PROVIDED PASSAGE ->
######
The income tax expense included in the accompanying consolidated statements of income consists of the following (in thousands):
 Three Months Ended
March 31,
 20232022
Current income tax expense$4,737 $2,861 
Deferred income tax expense (benefit)(194)285 
Income tax expense$4,543 $3,146 

The net deferred tax asset totaled $33.8 million at March 31, 2023 as compared to $34.7 million at December 31, 2022. The decrease in the net deferred tax asset is primarily the result of a decrease in unrealized losses in the AFS securities portfolio.  No valuation allowance was recorded at March 31, 2023 or December 31, 2022, as management believes it is more likely than not that all of the deferred tax asset items will be realized in future years. Unrecognized tax benefits were not material at March 31, 2023 or December 31, 2022.
######
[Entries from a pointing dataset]

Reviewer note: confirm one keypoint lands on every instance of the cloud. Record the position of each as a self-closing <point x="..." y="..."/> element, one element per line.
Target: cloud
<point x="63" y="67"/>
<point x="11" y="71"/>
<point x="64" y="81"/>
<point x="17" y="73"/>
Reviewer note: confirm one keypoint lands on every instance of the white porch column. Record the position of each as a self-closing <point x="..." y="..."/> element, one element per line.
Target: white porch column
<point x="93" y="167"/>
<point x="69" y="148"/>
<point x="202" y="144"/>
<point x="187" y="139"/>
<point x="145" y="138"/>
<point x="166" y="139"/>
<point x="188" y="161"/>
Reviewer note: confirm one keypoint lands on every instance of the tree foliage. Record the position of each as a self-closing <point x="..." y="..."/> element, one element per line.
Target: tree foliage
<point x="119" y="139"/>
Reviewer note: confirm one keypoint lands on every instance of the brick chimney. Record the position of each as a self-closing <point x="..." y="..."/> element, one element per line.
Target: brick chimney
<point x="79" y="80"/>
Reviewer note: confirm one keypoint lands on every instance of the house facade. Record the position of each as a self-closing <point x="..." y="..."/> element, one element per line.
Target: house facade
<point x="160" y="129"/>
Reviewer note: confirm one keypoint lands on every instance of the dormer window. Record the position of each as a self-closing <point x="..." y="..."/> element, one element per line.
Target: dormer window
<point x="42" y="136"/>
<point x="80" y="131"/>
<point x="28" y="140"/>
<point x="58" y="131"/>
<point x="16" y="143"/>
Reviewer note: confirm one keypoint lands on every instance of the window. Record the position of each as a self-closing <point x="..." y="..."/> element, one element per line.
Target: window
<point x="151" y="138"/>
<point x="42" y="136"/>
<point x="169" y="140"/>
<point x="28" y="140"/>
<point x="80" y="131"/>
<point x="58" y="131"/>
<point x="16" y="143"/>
######
Write out the stretch of the income tax note from "The income tax" through "or December 31, 2022.", word for word.

The income tax expense included in the accompanying consolidated statements of income consists of the following (in thousands):
 Three Months Ended
March 31,
 20232022
Current income tax expense$4,737 $2,861 
Deferred income tax expense (benefit)(194)285 
Income tax expense$4,543 $3,146 

The net deferred tax asset totaled $33.8 million at March 31, 2023 as compared to $34.7 million at December 31, 2022. The decrease in the net deferred tax asset is primarily the result of a decrease in unrealized losses in the AFS securities portfolio.  No valuation allowance was recorded at March 31, 2023 or December 31, 2022, as management believes it is more likely than not that all of the deferred tax asset items will be realized in future years. Unrecognized tax benefits were not material at March 31, 2023 or December 31, 2022.